:: Written problem ::
Answer these questions using the passage about hair dye:
1. Where is the niece training to be a licensed beautician?
2. What three traits does the passage say the Irish bloodline tends toward?
3. What color does the writer consider dyeing their hair?

:: Extract ::
►

My niece received a large package in the mail the other day containing a head.

Specifically, a human female head with long, luscious locks of hair.

My niece is training at Paul Mitchell to be a licensed beautician and tells me this is a normal event.

She uses this head to practice on and resists the urge to nab pedestrians off the street.

I myself have never once dyed my hair, although cutting it off short about two years ago seems to have worked out nicely.

Hubby didn’t put my head in a box and mail it off to advance experimental science.

I am at a point, however, where some grays are showing up (a handful per child; more for the teenagers) and I’m looking into coloring it.

My hairdresser is super excited.

My girlfriends are dismayed.

“Your hair is such a rich brunette, why?” they say.

Because my grays are actually whites and I’m not into the Cruella deVille look.

The Irish in my blood line (we’d get into more mischief in general if we weren’t always working so hard in specific) tends towards dark hair, hot tempers, and an “act first, think later” mentality.

As I’ve made my peace with two out of three of these, it just feels logical to dye my hair red.

◄

:: Provided data ::
►

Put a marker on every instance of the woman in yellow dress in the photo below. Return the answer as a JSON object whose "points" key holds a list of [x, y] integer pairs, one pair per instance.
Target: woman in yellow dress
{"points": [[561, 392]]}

◄

:: Exercise output ::
1. At Paul Mitchell.
2. Dark hair, hot tempers, and an "act first, think later" mentality.
3. Red.